━━━ TEXT SECTION

Cheaters often are not able to trust others to be loyal to them. After all if they did this themselves, anyone can. If they could violate trust and hurt someone they love in such a deeply damaging way, what’s to stop others from doing it to them?
Being on the receiving end of the pain their spouse is suffering because of the cheating can easily become too much for the straying spouse. At one extreme, they may deny their responsibility for causing the pain and blame their spouse for forcing them to cheat. At the other extreme, they may feel they deserve the punishment, accept it as just, and live out the rest of their lives as a mere shadow of their true selves.
How cheating affects the cheater is complicated and painful. Why do they cheat then?
There are a lot of reasons why cheaters cheat, including:
- emotional immaturity,
- personality disorders: narcissism, borderline personality disorder, and psychopathy.
- childhood trauma, or
- being raised with bad influence regarding relationships.
Cheaters often deeply fear abandonment and seek out their second relationship as something of a security blanket against physical or emotional loneliness.
Repeat cheaters often have certain core negative beliefs. They feel unworthy, feel no one can genuinely love them and so on. As a result of these insecurities, people addicted to cheating tend to avoid intimacy and to compartmentalise and split off part of their sexual, romantic or intimate life. Being intimate with a spouse is problematic for them and they find an escape.

━━━━━━
━━━ DATA EXTRACT

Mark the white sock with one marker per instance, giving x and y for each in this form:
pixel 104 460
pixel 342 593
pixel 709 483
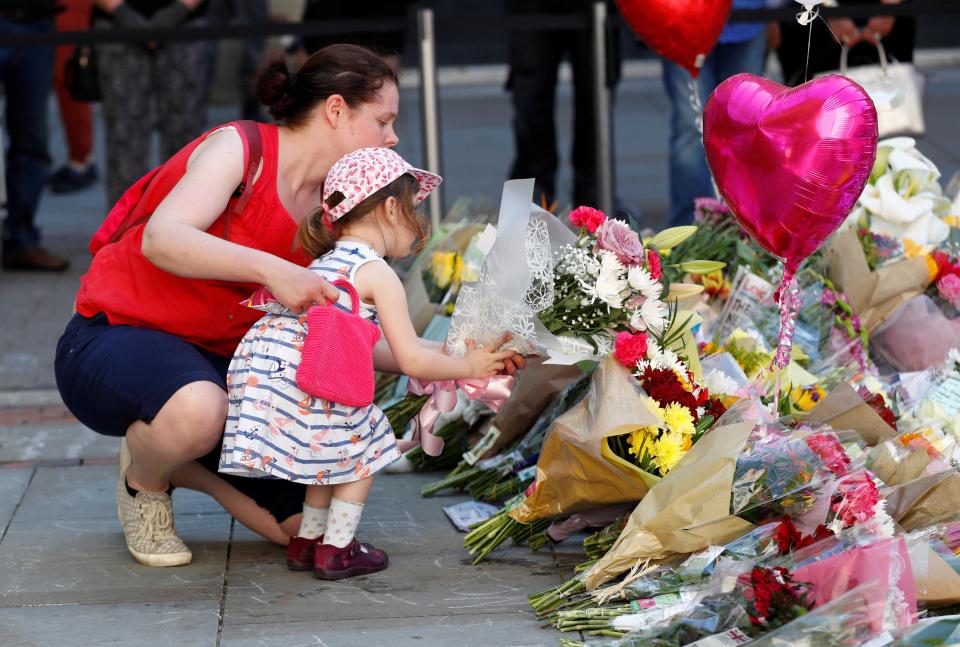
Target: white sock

━━━━━━
━━━ DATA EXTRACT

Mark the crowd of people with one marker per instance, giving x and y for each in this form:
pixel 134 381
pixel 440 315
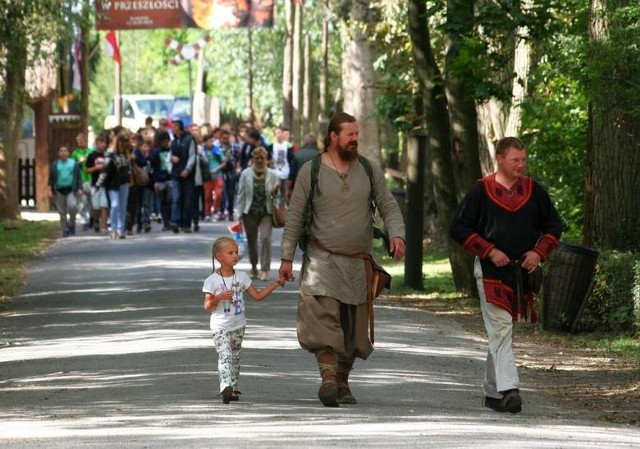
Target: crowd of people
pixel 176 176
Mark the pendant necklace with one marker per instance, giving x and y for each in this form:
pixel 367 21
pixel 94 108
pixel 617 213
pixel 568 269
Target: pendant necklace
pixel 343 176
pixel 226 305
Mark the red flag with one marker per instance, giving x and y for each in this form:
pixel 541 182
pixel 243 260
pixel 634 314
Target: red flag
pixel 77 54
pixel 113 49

━━━━━━
━━━ DATA EXTRACT

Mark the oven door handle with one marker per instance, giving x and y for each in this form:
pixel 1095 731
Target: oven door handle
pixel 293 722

━━━━━━

TO BE DONE >>
1/ Copy the passage on cheating word for word, starting at "Cheaters often are" and ending at "they cheat then?".
2/ Decide whether each statement agrees with the passage on cheating, answering yes or no and quoting the words that settle it: (a) cheaters often cannot trust others to be loyal to them; (b) childhood trauma is listed as one reason cheaters cheat; (c) repeat cheaters tend to seek intimacy with their spouse.
3/ Pick up the passage on cheating after its final sentence and keep writing it.

FINAL ANSWERS >>
1/
Cheaters often are not able to trust others to be loyal to them. After all if they did this themselves, anyone can. If they could violate trust and hurt someone they love in such a deeply damaging way, what’s to stop others from doing it to them?
Being on the receiving end of the pain their spouse is suffering because of the cheating can easily become too much for the straying spouse. At one extreme, they may deny their responsibility for causing the pain and blame their spouse for forcing them to cheat. At the other extreme, they may feel they deserve the punishment, accept it as just, and live out the rest of their lives as a mere shadow of their true selves.
How cheating affects the cheater is complicated and painful. Why do they cheat then?

2/
(a) Yes: "Cheaters often are not able to trust others to be loyal to them."
(b) Yes: "childhood trauma, or"
(c) No: "people addicted to cheating tend to avoid intimacy"

3/
People who cheat will look for opportunities where the potential mate may be in a vulnerable state, such as after a break-up or divorce. When the preyed-upon is in a more vulnerable state, they are more likely to be open to and engage in the cheating behavior because they miss the feeling of being loved and are not emotionally grounded enough yet to set secure boundaries.
Like with all addictions, repeat cheating is a dependency on a ‘drug’ to escape pain, fear and other negative emotions.
The prospects for repeat cheaters can be good if addicts give up all the related behaviours and get treatment that addresses their insecurities and their fears around intimacy; in other words the “deeper work”. This might involve:
- Professional help to uncover the root cause of cheating
- Practicing total transparency with the spouse OR
- Changing the relationship type. Instead of cheating, they can find partners who are comfortable with non-monogamy. Sometimes it is better to follow a less traditional — but honest — path, then live a life of destruction, betrayal and lies.
As with all recovery, it takes time and treatment to change a lifelong adaptation. It also takes vigilance. Even well into recovery, addicts may still be drawn to sexual validation and non-sexual forms of cheating. But these behaviors will continue to fade away over the years.
Resources:
- The PAINFUL way Cheating Affects the Cheater
- Can Serial Cheaters Change?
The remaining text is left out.